Exactly the lines starting at the line containing "Target: truck door" and ending at the line containing "sample: <point>94,195</point>" are to be written out from the listing below, both included.

···

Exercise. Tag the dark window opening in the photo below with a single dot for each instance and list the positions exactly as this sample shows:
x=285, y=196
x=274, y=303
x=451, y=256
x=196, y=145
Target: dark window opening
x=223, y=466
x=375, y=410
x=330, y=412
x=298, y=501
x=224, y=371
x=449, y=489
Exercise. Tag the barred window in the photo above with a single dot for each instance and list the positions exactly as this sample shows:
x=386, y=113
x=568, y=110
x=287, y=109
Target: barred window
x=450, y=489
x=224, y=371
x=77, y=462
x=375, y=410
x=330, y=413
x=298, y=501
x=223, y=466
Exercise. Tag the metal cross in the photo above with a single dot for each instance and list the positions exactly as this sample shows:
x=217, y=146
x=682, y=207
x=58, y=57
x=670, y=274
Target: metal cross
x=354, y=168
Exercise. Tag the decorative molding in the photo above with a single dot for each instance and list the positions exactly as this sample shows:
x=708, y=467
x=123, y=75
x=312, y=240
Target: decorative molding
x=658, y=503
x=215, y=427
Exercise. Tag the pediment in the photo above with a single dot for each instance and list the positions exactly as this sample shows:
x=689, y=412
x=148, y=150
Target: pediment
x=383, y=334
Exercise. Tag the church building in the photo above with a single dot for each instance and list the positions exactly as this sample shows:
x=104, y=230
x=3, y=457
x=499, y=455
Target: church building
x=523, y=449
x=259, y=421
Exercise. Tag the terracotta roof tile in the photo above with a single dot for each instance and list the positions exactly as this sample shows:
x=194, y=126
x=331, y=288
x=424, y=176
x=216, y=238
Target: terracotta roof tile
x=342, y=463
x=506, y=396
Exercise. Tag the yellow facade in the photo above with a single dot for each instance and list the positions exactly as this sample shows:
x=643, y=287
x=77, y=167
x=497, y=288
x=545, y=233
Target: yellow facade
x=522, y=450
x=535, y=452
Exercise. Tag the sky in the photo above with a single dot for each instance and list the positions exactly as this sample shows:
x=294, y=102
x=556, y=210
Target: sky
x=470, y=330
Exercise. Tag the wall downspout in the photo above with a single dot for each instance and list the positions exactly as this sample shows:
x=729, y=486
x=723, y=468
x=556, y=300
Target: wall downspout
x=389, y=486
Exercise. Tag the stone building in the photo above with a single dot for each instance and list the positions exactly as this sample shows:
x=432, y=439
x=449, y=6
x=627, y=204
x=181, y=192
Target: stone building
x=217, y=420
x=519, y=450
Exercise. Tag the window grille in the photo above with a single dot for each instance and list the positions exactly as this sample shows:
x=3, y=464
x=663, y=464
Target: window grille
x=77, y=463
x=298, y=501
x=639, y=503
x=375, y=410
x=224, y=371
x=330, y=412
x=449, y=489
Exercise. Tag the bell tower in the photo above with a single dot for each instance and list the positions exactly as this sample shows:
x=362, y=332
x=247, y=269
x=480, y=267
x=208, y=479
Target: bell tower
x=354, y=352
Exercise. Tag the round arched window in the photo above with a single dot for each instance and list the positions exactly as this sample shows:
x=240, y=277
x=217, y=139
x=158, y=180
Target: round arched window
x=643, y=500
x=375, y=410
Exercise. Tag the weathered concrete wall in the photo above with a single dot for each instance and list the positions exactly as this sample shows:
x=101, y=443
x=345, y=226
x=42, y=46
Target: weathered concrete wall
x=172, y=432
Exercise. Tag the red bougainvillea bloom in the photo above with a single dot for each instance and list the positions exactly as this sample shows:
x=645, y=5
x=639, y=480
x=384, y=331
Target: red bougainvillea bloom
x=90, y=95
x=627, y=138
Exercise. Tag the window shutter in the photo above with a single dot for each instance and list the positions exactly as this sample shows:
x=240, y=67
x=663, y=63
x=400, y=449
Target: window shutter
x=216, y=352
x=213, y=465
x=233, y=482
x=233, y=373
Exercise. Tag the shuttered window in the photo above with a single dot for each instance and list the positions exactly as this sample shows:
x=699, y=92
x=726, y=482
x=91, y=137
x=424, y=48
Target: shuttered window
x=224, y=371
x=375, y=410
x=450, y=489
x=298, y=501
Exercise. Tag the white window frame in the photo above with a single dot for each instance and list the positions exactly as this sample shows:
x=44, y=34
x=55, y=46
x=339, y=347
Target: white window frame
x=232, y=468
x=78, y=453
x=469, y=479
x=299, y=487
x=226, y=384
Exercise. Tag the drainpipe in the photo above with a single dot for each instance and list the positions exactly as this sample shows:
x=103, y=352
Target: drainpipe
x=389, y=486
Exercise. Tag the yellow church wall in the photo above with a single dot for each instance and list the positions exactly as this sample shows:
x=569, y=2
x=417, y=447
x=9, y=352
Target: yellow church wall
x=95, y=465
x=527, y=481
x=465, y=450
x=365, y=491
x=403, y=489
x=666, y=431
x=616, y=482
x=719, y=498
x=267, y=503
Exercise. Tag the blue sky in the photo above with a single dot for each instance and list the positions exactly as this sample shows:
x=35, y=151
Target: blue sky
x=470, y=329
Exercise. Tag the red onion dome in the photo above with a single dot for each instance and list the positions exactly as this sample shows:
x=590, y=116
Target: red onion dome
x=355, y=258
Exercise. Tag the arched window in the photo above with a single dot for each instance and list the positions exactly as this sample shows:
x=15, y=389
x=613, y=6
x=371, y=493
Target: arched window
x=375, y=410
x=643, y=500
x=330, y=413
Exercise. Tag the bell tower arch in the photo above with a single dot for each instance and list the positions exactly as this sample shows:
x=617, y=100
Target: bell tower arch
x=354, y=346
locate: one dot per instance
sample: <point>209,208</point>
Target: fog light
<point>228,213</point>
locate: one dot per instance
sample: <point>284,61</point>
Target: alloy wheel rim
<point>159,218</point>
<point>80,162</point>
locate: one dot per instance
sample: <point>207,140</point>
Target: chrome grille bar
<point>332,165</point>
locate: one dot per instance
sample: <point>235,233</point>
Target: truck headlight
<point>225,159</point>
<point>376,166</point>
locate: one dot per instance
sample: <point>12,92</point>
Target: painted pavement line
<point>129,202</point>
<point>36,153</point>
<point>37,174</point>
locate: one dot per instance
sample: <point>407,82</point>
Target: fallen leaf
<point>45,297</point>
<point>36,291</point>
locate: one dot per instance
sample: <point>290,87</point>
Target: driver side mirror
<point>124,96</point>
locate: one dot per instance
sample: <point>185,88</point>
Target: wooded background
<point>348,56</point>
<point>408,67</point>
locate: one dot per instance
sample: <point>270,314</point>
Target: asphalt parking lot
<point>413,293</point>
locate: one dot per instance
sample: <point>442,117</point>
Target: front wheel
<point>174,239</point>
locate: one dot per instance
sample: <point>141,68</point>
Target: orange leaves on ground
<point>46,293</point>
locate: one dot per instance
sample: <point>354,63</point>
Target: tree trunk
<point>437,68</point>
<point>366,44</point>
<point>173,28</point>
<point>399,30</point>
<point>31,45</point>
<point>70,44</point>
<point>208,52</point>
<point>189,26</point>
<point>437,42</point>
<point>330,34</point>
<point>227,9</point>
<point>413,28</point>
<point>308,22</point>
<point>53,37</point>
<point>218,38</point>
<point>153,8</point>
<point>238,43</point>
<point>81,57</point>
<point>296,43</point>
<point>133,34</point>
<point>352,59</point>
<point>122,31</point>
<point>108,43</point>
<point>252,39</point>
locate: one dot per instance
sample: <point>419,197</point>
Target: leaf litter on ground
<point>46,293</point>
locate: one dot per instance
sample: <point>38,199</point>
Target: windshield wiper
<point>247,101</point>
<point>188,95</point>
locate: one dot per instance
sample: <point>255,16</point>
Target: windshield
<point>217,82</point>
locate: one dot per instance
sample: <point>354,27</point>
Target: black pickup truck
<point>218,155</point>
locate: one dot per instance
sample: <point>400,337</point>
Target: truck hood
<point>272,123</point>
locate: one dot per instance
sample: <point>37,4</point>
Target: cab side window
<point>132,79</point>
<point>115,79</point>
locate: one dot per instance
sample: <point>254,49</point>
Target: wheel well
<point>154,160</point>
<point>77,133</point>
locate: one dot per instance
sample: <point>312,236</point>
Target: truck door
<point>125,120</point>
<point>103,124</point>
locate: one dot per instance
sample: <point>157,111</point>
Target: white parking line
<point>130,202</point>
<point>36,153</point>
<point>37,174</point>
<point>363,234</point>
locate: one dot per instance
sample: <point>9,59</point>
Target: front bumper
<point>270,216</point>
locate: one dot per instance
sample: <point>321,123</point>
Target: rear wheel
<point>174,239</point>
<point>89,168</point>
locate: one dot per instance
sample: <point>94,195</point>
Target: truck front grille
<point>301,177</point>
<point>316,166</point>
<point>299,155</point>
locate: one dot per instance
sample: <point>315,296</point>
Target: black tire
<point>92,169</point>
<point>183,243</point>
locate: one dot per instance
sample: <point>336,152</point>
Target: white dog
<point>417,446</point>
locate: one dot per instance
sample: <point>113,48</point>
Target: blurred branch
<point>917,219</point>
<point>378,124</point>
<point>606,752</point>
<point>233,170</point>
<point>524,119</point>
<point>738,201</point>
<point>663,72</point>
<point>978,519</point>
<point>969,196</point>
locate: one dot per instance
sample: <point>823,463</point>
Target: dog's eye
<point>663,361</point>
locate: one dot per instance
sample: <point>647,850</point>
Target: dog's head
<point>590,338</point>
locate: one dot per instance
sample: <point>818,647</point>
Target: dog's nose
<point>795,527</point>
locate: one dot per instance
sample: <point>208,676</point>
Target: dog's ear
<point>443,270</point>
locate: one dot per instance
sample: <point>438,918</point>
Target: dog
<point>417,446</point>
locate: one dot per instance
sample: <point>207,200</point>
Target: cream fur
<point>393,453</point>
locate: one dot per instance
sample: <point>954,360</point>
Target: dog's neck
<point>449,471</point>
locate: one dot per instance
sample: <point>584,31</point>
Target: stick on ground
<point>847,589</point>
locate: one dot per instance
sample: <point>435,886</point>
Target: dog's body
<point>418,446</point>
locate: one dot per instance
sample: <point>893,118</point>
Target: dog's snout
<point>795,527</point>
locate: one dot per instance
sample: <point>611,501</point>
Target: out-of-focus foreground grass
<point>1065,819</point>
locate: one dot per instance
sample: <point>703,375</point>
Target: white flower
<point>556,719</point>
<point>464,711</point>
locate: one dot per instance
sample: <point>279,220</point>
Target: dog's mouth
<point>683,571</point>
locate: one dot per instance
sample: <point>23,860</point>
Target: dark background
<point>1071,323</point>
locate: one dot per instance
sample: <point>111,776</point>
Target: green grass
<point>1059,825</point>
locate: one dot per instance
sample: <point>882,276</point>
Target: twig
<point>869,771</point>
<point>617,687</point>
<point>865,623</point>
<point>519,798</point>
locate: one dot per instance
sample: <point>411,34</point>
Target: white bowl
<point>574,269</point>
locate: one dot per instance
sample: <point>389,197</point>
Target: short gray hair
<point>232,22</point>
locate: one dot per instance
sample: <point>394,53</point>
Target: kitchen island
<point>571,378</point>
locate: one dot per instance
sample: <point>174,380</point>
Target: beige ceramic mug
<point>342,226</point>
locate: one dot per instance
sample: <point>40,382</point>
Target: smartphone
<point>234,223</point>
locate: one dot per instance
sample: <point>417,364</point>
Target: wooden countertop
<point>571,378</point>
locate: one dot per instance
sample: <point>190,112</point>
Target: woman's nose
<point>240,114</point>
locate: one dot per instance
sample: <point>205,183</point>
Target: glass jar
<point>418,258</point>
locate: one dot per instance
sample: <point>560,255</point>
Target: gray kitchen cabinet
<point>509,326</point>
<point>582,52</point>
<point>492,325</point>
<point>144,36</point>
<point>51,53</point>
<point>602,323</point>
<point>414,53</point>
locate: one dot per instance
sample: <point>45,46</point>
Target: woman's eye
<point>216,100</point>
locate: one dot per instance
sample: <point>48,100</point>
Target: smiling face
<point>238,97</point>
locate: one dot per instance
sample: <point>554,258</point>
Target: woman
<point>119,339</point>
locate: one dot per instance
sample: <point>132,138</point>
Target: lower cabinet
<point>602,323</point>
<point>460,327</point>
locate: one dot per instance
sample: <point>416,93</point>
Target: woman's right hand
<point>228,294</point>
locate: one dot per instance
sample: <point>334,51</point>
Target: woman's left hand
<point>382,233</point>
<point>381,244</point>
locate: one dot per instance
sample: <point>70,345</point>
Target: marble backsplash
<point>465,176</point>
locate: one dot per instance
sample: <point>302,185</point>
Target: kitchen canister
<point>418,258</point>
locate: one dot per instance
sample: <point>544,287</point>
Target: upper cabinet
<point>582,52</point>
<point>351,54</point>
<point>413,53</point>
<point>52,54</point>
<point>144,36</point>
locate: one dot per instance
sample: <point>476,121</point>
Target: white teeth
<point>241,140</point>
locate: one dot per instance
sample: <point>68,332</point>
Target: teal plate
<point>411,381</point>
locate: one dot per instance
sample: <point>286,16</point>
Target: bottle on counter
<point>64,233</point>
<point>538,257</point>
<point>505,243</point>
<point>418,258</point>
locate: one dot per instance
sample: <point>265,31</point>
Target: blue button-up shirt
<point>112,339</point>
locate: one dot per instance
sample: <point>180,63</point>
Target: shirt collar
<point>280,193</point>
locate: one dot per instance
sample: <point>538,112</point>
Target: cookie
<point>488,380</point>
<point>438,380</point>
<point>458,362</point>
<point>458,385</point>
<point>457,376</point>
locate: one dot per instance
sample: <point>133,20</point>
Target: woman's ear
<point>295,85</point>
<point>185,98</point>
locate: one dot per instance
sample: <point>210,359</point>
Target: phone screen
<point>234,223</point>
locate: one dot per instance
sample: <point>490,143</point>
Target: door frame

···

OUTPUT —
Target: truck door
<point>125,120</point>
<point>103,124</point>
locate: one dot per instance
sample: <point>157,111</point>
Target: white parking line
<point>130,202</point>
<point>36,153</point>
<point>37,174</point>
<point>363,234</point>
locate: one dot per instance
sample: <point>9,59</point>
Target: front bumper
<point>270,216</point>
locate: one dot per instance
sample: <point>321,123</point>
Target: rear wheel
<point>174,239</point>
<point>89,168</point>
locate: one dot per instance
sample: <point>94,195</point>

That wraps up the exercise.